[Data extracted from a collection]
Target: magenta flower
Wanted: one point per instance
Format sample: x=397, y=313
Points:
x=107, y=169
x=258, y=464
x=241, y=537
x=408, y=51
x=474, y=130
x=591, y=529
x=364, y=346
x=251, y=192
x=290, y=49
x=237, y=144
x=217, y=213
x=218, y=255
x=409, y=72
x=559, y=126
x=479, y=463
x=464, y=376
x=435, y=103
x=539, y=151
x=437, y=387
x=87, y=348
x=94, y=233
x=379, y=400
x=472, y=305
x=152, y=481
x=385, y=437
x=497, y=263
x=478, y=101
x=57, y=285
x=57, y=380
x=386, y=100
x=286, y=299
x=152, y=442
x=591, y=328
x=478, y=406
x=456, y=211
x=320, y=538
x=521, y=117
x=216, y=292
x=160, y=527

Exercise prompt »
Once you find the line containing "Format sample: x=397, y=313", stop: reproduce exactly that line and every line of the data before it, and nothing else.

Your response »
Target: magenta flower
Wanted: one point per instance
Format sample: x=397, y=313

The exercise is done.